== Source passage ==
------------------------------------

= Signum Biosciences =

Multi-level marketing company

Signum Biosciences, Inc. is a dietary supplement company located in Boulder, Colorado.

==History==
Signum was founded in 2003 by Maxwell Stock and his father Jeffrey B. Stock in Monmouth Junction, NJ. In 2020 the company relocated to Boulder, Colorado.

Signum agreed in 2019 to stop making certain claims about its EHT supplement, and to stop allowing its multi-level marketing partner firm Neora (formerly Nerium International) to make such claims.

------------------------------------

== Task set ==
A. Please decide whether each statement agrees with the Signum Biosciences passage, answering yes or no and quoting the words that decide it: (i) Signum was founded in Boulder, Colorado. (ii) The company moved to Boulder in 2020. (iii) Neora used to be called Nerium International.
B. Extend the Signum Biosciences passage from its last sentence.
The records have no connection to the Signum Biosciences passage.

== Supplied material ==
------------------------------------

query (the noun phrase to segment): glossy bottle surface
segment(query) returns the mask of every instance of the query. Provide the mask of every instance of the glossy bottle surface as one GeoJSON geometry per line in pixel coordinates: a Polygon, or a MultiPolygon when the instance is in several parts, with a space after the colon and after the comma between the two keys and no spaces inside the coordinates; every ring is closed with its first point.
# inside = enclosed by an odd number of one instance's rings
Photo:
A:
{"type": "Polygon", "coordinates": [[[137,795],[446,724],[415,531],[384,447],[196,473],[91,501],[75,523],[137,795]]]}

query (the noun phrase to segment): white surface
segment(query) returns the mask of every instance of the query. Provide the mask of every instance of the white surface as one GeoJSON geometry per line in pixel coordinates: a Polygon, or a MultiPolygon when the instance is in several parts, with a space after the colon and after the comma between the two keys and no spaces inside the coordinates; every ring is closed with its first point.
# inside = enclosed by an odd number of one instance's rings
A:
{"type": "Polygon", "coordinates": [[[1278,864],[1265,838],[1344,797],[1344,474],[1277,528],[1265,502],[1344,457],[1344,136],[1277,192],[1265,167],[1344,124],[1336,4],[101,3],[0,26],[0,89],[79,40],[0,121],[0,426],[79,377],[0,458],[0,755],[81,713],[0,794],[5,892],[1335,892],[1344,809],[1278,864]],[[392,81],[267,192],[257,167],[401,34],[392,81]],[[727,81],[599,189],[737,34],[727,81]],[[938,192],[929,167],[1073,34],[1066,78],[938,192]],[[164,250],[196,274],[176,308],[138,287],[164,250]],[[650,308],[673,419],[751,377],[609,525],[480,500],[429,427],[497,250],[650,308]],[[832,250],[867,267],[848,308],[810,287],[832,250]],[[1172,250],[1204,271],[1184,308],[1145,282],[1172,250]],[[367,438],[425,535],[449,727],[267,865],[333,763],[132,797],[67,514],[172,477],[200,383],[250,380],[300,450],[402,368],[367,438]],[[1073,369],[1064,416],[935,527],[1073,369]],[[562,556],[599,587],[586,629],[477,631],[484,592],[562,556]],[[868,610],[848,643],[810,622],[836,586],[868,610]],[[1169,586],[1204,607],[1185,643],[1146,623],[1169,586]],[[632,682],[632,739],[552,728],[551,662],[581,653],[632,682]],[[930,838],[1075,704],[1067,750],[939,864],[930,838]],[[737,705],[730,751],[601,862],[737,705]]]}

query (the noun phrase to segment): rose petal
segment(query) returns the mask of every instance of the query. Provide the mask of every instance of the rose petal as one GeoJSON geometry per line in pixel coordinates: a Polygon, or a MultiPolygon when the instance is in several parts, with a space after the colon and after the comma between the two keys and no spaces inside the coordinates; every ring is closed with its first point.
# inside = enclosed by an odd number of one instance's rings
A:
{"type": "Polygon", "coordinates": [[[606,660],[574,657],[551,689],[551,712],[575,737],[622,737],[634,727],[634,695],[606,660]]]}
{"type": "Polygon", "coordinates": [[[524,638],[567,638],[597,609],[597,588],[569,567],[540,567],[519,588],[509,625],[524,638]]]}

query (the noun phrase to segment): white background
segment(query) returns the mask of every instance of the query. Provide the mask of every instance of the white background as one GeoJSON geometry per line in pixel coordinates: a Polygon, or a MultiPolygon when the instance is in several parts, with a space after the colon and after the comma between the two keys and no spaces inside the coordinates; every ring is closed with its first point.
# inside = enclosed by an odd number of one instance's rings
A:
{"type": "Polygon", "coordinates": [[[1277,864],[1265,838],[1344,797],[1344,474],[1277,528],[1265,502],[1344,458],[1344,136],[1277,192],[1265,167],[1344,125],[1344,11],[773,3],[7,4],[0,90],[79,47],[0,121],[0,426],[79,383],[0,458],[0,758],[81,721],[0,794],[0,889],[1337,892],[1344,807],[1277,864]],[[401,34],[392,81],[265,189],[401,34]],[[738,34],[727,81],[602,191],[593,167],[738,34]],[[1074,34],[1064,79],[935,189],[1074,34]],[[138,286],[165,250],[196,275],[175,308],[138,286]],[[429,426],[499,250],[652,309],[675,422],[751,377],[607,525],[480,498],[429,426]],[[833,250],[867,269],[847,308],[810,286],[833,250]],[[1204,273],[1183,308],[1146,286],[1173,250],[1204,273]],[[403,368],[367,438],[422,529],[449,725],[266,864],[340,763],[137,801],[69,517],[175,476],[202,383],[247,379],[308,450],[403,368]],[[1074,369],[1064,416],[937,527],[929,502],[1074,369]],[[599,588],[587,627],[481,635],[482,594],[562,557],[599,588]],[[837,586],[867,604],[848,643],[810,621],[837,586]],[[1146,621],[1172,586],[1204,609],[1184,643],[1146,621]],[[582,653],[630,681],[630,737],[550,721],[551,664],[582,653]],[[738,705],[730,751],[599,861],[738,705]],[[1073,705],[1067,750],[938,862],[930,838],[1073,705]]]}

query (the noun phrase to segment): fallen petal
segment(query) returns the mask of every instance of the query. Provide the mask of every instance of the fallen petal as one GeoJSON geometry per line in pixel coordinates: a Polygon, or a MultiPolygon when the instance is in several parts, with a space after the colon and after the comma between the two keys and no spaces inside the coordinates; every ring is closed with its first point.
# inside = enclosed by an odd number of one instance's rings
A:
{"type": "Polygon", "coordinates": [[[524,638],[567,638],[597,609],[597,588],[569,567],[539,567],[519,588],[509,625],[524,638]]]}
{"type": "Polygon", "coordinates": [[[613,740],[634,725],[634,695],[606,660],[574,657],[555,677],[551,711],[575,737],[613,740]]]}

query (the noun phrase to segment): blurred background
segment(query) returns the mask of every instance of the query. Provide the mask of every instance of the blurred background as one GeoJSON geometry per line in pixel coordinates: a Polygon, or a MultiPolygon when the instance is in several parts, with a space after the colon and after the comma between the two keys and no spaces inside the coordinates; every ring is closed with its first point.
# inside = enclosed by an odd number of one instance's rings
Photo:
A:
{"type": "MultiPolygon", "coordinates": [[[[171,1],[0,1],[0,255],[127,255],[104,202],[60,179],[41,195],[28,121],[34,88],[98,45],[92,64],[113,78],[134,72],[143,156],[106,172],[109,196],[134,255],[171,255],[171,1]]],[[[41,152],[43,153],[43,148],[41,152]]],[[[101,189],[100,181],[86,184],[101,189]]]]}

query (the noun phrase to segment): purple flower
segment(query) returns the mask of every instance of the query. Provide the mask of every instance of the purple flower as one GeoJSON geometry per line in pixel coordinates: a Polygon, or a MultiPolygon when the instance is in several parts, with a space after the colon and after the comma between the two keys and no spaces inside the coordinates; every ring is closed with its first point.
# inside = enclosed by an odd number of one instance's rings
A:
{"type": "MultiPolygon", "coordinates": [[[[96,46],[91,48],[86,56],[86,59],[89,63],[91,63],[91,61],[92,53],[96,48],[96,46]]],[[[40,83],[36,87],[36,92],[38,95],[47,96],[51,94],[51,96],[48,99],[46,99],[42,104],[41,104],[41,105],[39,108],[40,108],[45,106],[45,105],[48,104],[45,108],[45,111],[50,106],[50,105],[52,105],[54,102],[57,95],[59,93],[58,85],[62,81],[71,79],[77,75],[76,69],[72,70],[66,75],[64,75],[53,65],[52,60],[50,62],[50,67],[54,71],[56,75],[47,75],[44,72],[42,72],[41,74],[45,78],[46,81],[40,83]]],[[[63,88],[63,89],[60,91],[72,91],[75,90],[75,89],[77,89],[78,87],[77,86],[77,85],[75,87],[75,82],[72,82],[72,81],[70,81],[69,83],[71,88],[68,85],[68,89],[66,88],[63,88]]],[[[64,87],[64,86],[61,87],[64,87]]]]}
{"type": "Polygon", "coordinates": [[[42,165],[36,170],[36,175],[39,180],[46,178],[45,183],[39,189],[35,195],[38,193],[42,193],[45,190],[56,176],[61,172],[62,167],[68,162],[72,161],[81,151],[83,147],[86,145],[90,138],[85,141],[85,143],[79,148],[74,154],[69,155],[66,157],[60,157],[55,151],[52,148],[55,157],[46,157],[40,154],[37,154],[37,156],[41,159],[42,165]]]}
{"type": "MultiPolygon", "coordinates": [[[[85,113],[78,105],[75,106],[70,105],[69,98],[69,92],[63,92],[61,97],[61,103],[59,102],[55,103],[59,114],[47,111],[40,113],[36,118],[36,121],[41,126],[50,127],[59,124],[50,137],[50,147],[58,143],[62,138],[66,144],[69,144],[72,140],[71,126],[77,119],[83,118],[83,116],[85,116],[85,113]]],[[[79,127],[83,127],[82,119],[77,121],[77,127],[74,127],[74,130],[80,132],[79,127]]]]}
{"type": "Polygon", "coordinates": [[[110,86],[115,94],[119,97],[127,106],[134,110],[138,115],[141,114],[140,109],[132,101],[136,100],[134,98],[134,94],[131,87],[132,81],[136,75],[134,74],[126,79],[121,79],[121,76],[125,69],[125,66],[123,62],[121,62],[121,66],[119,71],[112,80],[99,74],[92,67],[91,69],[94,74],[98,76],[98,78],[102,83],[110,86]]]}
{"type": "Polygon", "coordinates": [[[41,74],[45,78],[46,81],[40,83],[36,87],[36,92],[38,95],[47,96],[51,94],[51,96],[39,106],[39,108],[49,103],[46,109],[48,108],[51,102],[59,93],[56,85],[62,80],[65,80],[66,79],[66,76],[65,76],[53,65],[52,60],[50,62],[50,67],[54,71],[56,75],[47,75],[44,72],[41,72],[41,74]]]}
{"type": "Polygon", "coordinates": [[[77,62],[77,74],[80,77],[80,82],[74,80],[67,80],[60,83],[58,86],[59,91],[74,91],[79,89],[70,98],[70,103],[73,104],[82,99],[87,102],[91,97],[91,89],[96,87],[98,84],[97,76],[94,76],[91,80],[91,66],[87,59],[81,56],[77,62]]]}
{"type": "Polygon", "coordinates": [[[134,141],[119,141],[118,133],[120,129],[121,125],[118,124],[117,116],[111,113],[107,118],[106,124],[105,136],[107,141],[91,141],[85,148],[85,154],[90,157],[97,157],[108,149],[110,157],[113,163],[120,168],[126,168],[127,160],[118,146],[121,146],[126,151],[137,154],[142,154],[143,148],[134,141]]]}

------------------------------------

== Answers in order ==
A.
(i) No: "founded in 2003 by Maxwell Stock and his father Jeffrey B. Stock in Monmouth Junction, NJ."
(ii) Yes: "In 2020 the company relocated to Boulder, Colorado."
(iii) Yes: "Neora (formerly Nerium International)"

B.
===Neora (Nerium) partnership and FTC injunction===
In 2015 Signum partnered with Neora, LLC (then known as Nerium International) to launch a dietary supplement called eicosanoyl-5-hydroxytryptamide (EHT). EHT is derived from coffee and inhibits demethylation of the enzyme protein phosphatase 2 (PPP2CA; PP2A). In October 2019 the Federal Trade Commission won a permanent injunction against Signum BioSciences, Signum Nutralogix, and affiliated companies including Neora. The injunction prohibits claims or representations of EHT's efficacy in treating or mitigating Alzheimer's disease, Parkinson's disease, or brain injury including CTE and concussion, unless those claims are backed up by randomized, double-blind, placebo-controlled human clinical testing.